▸ **Selected passage**
···
The cold and flu are a harsh reality of winter for many. Between October and March, about 5 to 20 percent of the U.S. population comes down with the flu, according to the CDC. Adults average about 2-3 colds per year and children have even more.
While we all know to wash our hands frequently and eat a healthy diet, to stay healthy it also helps to know the places where we’re most likely to pick up cold and flu causing bacteria and viruses in the first place.
Both cold and flu are contagious infections of the respiratory tract. Coughs and headaches are common to both. Congestion, sore throat and sneezing are associated with colds, while the flu brings tiredness, a high fever and an overall feeling of weakness in the body. A cold is milder than the flu, and one can’t turn into the other because they are completely different virus.
What they have in common is where you come in contact with them — doorknobs, desks, phones. You’re not even safe at home. The kitchen harbors tons of disease causing bacteria.
October is typically the beginning of cold and flu season, according to the CDC, so get ready. Know all the places you go that put you at risk.
If you own a smart phone, chances are you check it several times per hour, one study shows. This means that whatever else you’ve touched during the day is now on your phone. Take it to the bathroom? Drop it on the floor? Leave it on your desk? Even worse. Don’t think because it’s sleek and buttonless that bacteria can’t stick. Bacteria are all over your phone — waiting to make you sick.
When you’re sick, you should stay home. It makes sense — don’t get others sick. Just know that just because you’re home doesn’t mean you’re safe. The kitchen is one of the dirtiest places in the whole house because it gets the most traffic. Think about it. When’s the last time you sanitized your cabinets, draw handles or the faucet. Any place people touch that hasn’t been cleaned, builds up with bacteria.
Your work computer. A computer at a local library. A touch-screen food ordering kiosk. Anywhere that a lot of people are going to touch is likely to be loaded with disease spreading moisture droplets. Research shows that the average computer mouse is three times dirties than a toilet seat.
Anywhere with kids
If one kid is sick, the others will follow. Teachers try to show them healthy habits, but of course they’re not always practiced. Schools, daycare centers, indoor playgrounds, rides at the mall — if children are in close proximity, cold and flu viruses will follow.
Subways, buses and train stations. Germs and bacteria thrive in these rarely cleaned environments. Try not to touch any door handles, changes, poles or seats with your bare hands. If you use public transit regularly, keep antibacterial hand sanitizer in your bag and use it soon after exiting your stop or station.
If you think about how many people stop by a busy ATM on a city street corner in a day, you’ll realize the likelihood that at least one of those people hasn’t washed their hands. If you’ve gone to an ATM, try not to touch your face or any food until you’ve visited a washroom.
Even when you try to practice good hygiene there are still hurdles. Most restrooms don’t get cleaned often, and most don’t get thoroughly scrubbed. Door handles, soap dispensers and paper towel dispensers are all ripe for bacteria.
Elevators and Escalators
Unless you need help maintaining balance, never touch the handrails of stairs and escalators in malls, airports or anywhere else. The are touched by countless people harboring cold and flu virus in between those rare — if ever — cleaning.
···
▸ **Complete the following**
a: In the article on where colds and flu spread, which month does the CDC say typically begins cold and flu season?
b: Summarize the article on where colds and flu spread in two sentences.
···
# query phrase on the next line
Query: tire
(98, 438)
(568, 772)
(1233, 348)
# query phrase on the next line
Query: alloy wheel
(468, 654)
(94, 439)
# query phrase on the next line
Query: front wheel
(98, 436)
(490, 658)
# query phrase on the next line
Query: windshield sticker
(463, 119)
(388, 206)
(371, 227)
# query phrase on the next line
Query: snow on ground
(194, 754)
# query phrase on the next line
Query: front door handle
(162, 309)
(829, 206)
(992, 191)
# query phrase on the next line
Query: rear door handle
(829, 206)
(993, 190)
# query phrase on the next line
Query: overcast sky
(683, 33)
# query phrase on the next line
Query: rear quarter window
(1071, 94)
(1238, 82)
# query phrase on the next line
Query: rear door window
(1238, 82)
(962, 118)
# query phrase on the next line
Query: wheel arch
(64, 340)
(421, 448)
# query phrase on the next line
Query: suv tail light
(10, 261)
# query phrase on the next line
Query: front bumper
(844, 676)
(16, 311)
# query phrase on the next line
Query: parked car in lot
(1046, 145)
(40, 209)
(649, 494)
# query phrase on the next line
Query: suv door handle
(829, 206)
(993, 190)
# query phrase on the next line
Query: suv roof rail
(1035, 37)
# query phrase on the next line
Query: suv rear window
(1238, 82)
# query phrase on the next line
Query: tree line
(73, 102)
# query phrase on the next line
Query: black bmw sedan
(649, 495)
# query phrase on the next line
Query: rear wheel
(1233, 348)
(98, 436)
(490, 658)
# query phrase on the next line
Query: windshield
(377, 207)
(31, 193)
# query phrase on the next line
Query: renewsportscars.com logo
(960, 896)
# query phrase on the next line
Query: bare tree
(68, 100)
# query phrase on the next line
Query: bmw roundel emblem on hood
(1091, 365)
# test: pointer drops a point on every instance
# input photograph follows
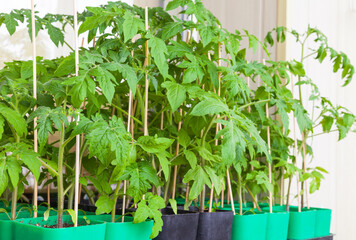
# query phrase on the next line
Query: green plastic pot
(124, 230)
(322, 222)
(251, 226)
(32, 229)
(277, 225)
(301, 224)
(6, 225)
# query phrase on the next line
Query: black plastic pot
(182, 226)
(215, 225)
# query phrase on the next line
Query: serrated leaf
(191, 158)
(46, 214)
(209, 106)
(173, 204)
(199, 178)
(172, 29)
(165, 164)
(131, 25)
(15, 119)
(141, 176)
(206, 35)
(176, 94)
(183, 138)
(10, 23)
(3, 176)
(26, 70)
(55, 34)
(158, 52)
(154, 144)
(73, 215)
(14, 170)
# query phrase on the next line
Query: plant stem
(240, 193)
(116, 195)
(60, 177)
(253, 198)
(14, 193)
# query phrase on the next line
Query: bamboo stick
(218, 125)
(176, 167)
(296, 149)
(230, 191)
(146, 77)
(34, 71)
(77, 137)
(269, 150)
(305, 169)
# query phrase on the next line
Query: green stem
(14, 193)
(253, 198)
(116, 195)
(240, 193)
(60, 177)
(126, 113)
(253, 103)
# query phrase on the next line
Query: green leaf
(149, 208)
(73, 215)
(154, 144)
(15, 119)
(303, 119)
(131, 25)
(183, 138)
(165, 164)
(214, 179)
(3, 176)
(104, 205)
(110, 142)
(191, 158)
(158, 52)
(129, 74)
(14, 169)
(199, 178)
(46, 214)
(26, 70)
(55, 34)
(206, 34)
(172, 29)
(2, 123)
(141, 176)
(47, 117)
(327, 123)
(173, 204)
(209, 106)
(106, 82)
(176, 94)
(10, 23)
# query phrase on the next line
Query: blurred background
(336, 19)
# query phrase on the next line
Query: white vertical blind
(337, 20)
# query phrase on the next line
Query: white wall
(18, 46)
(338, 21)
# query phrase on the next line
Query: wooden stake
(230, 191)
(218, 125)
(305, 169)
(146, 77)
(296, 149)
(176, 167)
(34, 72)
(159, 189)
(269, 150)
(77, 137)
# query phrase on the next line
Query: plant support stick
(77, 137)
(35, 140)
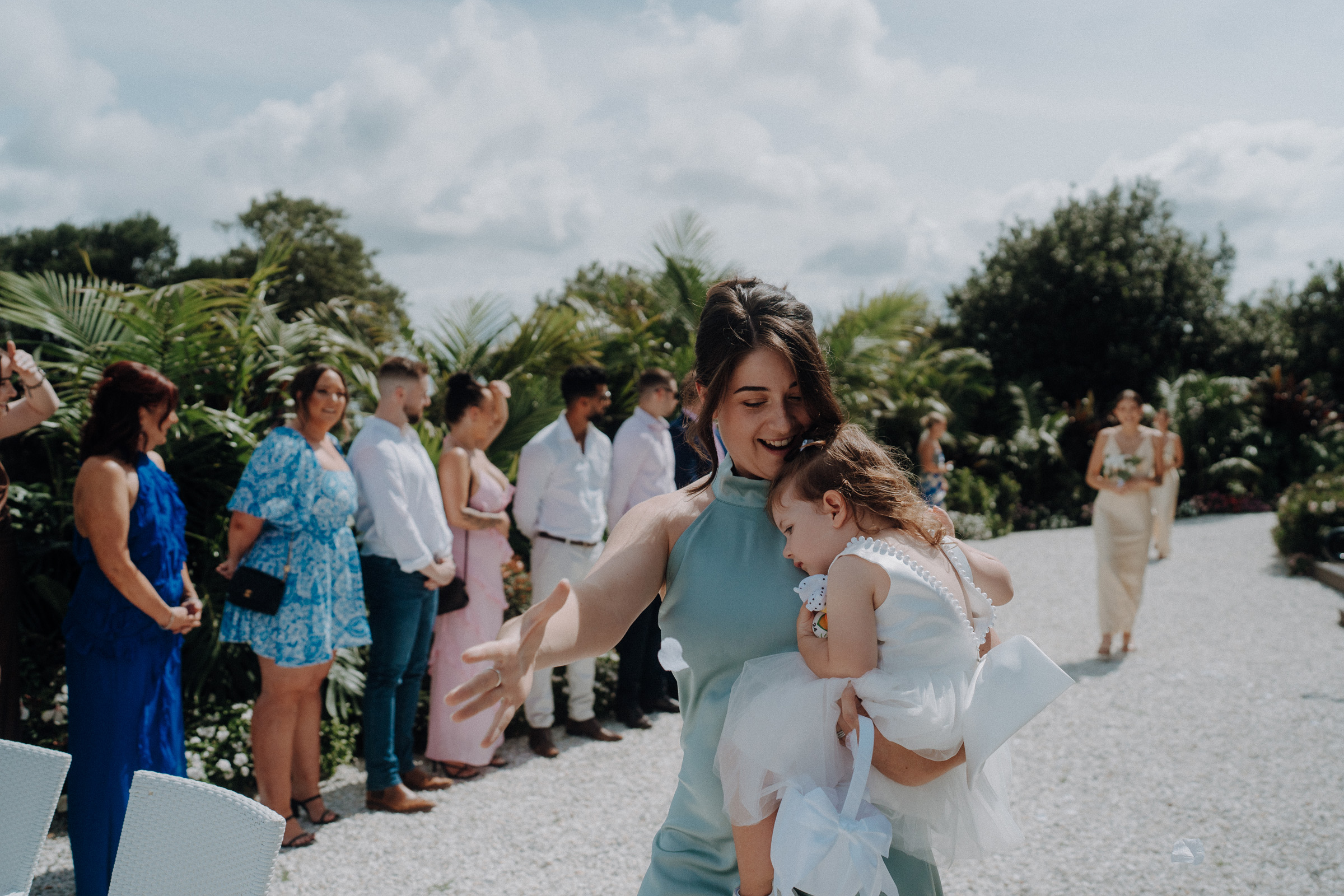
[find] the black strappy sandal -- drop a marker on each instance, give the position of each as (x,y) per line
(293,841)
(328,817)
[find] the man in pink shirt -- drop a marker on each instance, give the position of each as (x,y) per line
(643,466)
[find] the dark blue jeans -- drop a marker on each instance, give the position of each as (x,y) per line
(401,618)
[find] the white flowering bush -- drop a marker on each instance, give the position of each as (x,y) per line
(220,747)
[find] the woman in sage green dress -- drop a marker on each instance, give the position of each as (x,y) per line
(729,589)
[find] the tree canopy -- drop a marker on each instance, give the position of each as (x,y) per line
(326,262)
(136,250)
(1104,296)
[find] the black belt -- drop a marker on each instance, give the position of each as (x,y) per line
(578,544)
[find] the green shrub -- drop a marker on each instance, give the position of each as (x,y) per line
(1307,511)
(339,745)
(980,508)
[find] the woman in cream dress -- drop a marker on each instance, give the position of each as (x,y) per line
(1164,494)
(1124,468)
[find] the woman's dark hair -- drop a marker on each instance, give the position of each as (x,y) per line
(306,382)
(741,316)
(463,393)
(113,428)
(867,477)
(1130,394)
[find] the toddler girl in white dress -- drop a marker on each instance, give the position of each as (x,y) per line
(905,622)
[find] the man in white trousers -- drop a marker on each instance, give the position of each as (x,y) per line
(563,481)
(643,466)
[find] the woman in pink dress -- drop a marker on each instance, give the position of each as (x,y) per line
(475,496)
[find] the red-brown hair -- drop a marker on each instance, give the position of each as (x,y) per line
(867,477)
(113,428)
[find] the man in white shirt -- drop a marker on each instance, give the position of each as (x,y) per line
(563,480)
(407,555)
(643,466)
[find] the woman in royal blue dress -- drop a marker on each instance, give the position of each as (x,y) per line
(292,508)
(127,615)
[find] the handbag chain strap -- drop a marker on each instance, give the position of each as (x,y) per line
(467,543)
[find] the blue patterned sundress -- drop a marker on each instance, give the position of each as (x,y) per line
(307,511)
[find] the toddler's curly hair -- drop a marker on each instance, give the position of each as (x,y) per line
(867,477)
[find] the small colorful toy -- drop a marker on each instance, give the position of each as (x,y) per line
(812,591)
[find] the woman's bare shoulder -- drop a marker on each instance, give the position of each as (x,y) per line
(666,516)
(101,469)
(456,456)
···
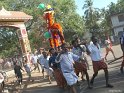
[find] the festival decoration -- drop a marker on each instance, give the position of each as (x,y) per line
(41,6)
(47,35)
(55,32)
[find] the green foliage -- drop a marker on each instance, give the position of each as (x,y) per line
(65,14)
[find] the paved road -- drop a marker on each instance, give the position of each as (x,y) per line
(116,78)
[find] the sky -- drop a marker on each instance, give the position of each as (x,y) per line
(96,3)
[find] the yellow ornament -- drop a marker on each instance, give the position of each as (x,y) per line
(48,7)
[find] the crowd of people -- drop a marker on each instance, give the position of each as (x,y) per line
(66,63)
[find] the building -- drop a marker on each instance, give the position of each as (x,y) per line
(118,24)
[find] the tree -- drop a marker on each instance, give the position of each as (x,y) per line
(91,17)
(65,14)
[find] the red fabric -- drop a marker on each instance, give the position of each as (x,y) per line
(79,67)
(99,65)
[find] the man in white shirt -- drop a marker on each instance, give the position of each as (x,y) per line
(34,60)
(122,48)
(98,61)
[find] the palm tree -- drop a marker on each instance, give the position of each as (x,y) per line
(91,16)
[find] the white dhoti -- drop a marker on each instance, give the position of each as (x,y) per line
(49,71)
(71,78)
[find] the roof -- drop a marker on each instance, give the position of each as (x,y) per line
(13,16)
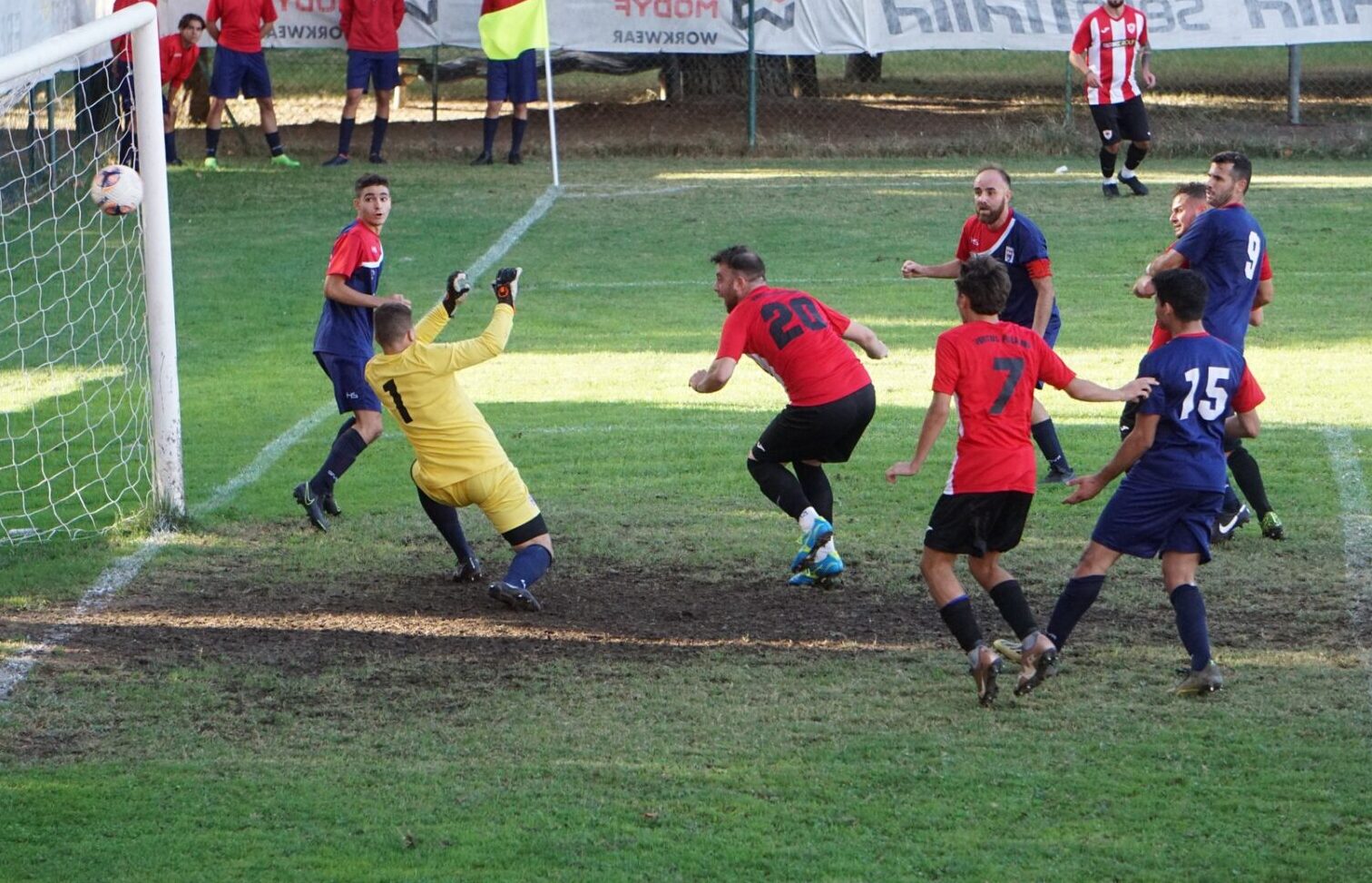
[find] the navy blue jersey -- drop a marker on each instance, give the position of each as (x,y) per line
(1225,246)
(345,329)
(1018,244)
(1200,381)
···
▸ **Results by task**
a: October.

b: Colds and flu are contagious respiratory infections that people encounter on commonly touched surfaces such as doorknobs, desks and phones, and even in the kitchen at home. Other risky places include smartphones, shared computers and kiosks, anywhere with children, public transit, ATMs, restrooms, and the handrails of stairs and escalators.